Retype the passage from "Animal activists worldwide" to "epidemic hasn’t hit." in the article below on South Korea's foot-and-mouth outbreak, keeping every word and punctuation mark unchanged.

··· DOCUMENT EXTRACT ···

Last Friday South Korea said it had killed more than 1.3 million pigs and cattle in a frantic effort to control the worst outbreak of foot-and-mouth disease the country has ever witnessed.
The massive culling of the animals began six weeks ago when more than 100 cases of foot-and-mouth disease were confirmed in pigs and cattle. According to Reuters this has led to, “Hundreds of thousands of authorities working day and night to slaughter the animals.”
The South Korean government is using a horrific method to end the lives of these animals – especially the pigs.
Animal activists worldwide have protested the atrocity, but Korean bureaucrats continue to ignore their pleas. The government is justifying use the cruel method because of a shortage of anesthetics in the country.
Reports say that as many as 34,000 pigs have been killed in a single day.
Groups such as PETA say that an inexpensive vaccine is available, but the U.S. Department of Agriculture said the vaccine must be matched to the specific type and subtype of the virus before it can help sick animals. The USDA did not say whether such a vaccine was being developed for the pigs and cattle in Korea.
In the meantime South Korea is using a basic vaccine on unaffected animals in parts of the country where the epidemic hasn’t hit.
Foot-and-mouth disease is a highly contagious virus that can affect cloven hoofed animals like cattle, sheep, goats, pigs, bison and deer. Any country with cases of the disease is prohibited from exporting the meat or by-products from that animal.
Typical measures to control the disease include quarantine and the destruction of infected livestock. Recently “marker” vaccines have been used as well. The virus it not usually transmissible to humans.
Trauma To The Workers
The massive killings are taking a toll on the farmers, soldiers, police, health officials and other workers who have been forced to end the lives of the animals.
The numbers of animals these workers have killed is staggering. Reports from the province of South Chungcheong said that more than 90,000 pigs and cattle have been slaughtered in the area. The province will offer “stress treatment” to the workers.
Workers involved in the culling are suffering from insomnia, fearfulness, hallucinations and loss of appetite.
And there doesn’t seem to be an end to the killing in the near future. Four new cases of foot-and-mouth disease were confirmed on January 10.
Since November 29, South Korea has lost about seven percent of its cattle and pigs. And for the past two weeks the country has been monitoring chickens because of an outbreak of the avian flu virus.

··· RAW DATA ···

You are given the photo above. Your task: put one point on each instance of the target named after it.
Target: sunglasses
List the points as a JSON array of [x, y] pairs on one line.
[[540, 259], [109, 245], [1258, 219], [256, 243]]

···

▶ _TASK RESULT_:
Animal activists worldwide have protested the atrocity, but Korean bureaucrats continue to ignore their pleas. The government is justifying use the cruel method because of a shortage of anesthetics in the country.
Reports say that as many as 34,000 pigs have been killed in a single day.
Groups such as PETA say that an inexpensive vaccine is available, but the U.S. Department of Agriculture said the vaccine must be matched to the specific type and subtype of the virus before it can help sick animals. The USDA did not say whether such a vaccine was being developed for the pigs and cattle in Korea.
In the meantime South Korea is using a basic vaccine on unaffected animals in parts of the country where the epidemic hasn’t hit.